◆ Stated problem:
Select every line in the data below that contains the word "wheel", and copy each one.

◆ Exercise materials:
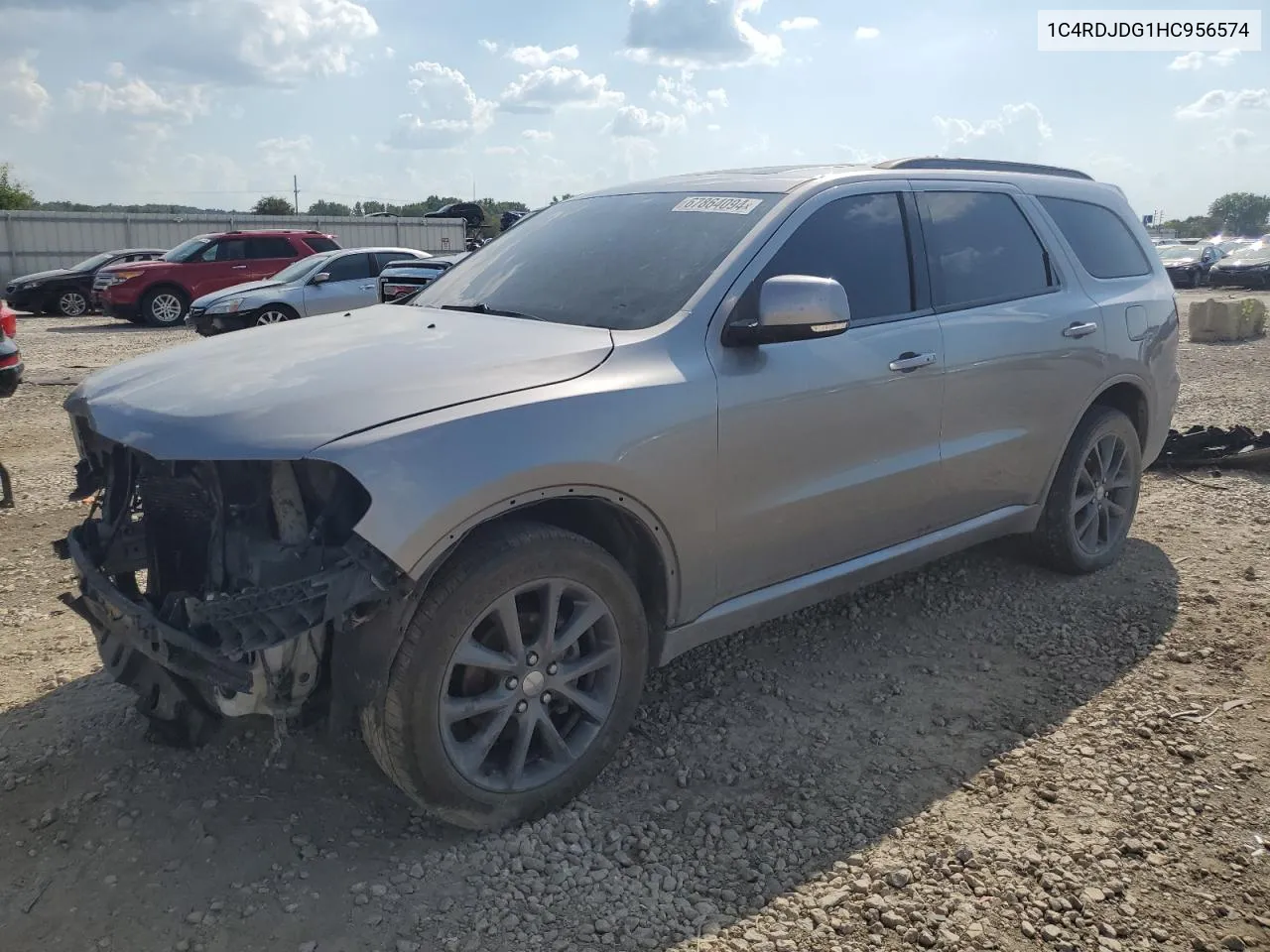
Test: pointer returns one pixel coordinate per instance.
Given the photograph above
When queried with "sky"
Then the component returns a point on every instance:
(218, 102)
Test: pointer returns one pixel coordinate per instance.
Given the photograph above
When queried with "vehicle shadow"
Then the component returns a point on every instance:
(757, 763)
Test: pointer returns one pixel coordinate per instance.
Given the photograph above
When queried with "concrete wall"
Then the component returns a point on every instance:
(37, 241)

==

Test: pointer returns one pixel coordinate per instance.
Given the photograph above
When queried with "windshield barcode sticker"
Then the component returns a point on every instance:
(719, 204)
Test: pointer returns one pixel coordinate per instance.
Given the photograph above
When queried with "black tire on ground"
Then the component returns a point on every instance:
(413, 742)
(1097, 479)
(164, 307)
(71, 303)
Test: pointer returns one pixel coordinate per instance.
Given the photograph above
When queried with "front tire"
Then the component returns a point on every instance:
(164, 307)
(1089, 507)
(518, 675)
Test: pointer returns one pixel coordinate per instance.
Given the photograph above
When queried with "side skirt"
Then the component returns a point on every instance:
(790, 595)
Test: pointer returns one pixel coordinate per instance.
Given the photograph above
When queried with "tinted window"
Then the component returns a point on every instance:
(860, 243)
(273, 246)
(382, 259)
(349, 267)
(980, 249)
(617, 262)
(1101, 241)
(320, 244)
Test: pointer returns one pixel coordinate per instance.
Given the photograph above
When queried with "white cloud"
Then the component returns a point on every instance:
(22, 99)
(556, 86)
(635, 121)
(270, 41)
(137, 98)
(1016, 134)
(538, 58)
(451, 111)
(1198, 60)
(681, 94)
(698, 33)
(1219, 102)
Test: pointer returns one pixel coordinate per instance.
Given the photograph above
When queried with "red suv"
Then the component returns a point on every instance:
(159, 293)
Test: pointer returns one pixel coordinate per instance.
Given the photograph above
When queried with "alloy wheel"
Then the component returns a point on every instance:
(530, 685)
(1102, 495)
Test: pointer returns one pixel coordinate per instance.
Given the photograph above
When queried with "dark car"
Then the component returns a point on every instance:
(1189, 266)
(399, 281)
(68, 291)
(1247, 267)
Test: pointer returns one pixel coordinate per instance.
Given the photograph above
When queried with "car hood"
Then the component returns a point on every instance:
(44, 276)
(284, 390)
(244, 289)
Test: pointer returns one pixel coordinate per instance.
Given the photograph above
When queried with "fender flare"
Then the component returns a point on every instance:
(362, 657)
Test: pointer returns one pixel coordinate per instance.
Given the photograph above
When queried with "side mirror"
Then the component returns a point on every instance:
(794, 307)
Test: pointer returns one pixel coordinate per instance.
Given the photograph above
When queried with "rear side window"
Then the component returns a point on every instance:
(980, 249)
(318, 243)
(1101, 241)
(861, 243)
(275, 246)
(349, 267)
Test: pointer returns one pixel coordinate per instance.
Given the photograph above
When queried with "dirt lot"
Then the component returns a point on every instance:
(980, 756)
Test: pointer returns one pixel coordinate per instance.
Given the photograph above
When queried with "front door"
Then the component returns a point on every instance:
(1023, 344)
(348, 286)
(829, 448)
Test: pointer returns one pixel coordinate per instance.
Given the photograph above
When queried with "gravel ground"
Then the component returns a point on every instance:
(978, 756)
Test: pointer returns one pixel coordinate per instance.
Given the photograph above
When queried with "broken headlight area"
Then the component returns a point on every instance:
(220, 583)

* * *

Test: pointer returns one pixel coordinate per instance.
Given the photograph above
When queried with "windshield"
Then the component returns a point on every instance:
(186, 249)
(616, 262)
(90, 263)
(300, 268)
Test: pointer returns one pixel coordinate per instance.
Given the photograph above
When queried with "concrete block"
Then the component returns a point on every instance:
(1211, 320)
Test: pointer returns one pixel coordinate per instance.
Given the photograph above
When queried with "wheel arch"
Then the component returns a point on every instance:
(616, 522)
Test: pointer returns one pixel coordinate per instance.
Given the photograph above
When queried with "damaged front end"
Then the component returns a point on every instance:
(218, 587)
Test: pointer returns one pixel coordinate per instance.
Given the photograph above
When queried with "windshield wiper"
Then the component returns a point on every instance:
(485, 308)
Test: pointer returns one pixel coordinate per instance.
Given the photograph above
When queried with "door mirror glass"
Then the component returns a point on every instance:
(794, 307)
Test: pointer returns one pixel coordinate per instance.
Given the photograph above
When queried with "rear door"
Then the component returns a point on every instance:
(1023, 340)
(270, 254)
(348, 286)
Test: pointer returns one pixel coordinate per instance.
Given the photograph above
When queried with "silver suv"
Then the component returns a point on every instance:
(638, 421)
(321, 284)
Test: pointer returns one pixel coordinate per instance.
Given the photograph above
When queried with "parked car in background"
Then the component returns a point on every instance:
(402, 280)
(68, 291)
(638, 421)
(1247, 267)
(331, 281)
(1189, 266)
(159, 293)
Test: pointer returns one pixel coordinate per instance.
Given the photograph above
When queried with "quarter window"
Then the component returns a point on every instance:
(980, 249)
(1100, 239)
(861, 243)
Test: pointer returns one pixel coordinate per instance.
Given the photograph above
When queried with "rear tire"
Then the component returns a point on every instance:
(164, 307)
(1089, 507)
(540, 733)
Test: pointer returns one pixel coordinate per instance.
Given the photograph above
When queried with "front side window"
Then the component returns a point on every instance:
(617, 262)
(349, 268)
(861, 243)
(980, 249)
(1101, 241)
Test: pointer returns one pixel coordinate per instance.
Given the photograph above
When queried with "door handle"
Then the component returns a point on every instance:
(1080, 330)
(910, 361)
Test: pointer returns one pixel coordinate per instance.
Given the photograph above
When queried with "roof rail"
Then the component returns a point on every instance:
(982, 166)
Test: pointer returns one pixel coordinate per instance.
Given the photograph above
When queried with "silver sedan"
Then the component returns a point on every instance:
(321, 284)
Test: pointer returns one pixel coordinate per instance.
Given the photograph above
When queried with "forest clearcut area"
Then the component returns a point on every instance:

◆ Solution for this problem:
When queried with "alloy wheel"
When queried with "wheel arch"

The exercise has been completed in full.